11 déc. :
L'arc-en-ciel Richard Strauss |
Strauss en documentaires
Richard Strauss
Am Ende des Regenbogens
Film d’Eric Schulz (1h37)
1 Blu-ray Disc (ou DVD) C Major 730004
Richard Strauss Gala
Christiane Goerke, Anja Harteros, Camilla Nylund
Staatskapelle Dresden
direction : Christian Thielemann
Enregistrement : Semperoper, Dresde, 11/06/2014
+ Christian Thielemann – My Richard Strauss
Documentaire de 45 minutes
réalisation : Andreas Morell
1 Blu-ray Disc (ou DVD) C Major 729004
Richard Strauss toujours, abordé cette fois sous l’angle du documentaire dans ce film d’une bonne heure et demie d’Eric Schulz, déjà auteur d’un Karajan, la seconde vie consacré au rapport entre le chef autrichien et l’enregistrement sonore, et d’un Carlos Kleiber, Traces to nowhere. Le sous-titre du documentaire est une référence à une lettre de Richard Strauss où il dit représenter « le bout de l’arc-en-ciel » de la musique allemande.

• **Données sources**:
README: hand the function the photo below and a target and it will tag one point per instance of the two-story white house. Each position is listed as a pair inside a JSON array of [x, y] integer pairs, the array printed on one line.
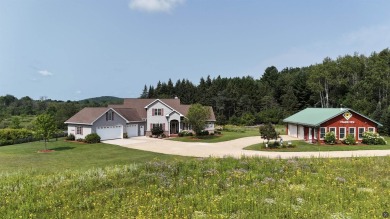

• **À faire**:
a: Recopiez, dans le passage sur les documentaires consacrés à Strauss, la partie qui s’ouvre sur les mots contenant « 1 Blu-ray Disc (ou DVD) C Major 730004 » et se ferme sur « la musique allemande. ».
b: Indiquez par oui ou par non si chacune des affirmations suivantes concorde avec le passage sur les documentaires consacrés à Strauss, en citant à l’identique les mots du passage qui en décident : (i) le film d’Eric Schulz dure 1h37 ; (ii) le documentaire réalisé par Andreas Morell dure une heure ; (iii) le gala a été enregistré au Semperoper de Dresde.
Les données constituent un matériau distinct du passage fourni.

• **Réponses aux exercices**:
a:
1 Blu-ray Disc (ou DVD) C Major 730004
Richard Strauss Gala
Christiane Goerke, Anja Harteros, Camilla Nylund
Staatskapelle Dresden
direction : Christian Thielemann
Enregistrement : Semperoper, Dresde, 11/06/2014
+ Christian Thielemann – My Richard Strauss
Documentaire de 45 minutes
réalisation : Andreas Morell
1 Blu-ray Disc (ou DVD) C Major 729004
Richard Strauss toujours, abordé cette fois sous l’angle du documentaire dans ce film d’une bonne heure et demie d’Eric Schulz, déjà auteur d’un Karajan, la seconde vie consacré au rapport entre le chef autrichien et l’enregistrement sonore, et d’un Carlos Kleiber, Traces to nowhere. Le sous-titre du documentaire est une référence à une lettre de Richard Strauss où il dit représenter « le bout de l’arc-en-ciel » de la musique allemande.

b:
(i) Oui : « Film d’Eric Schulz (1h37) ».
(ii) Non : « Documentaire de 45 minutes ».
(iii) Oui : « Enregistrement : Semperoper, Dresde, 11/06/2014 ».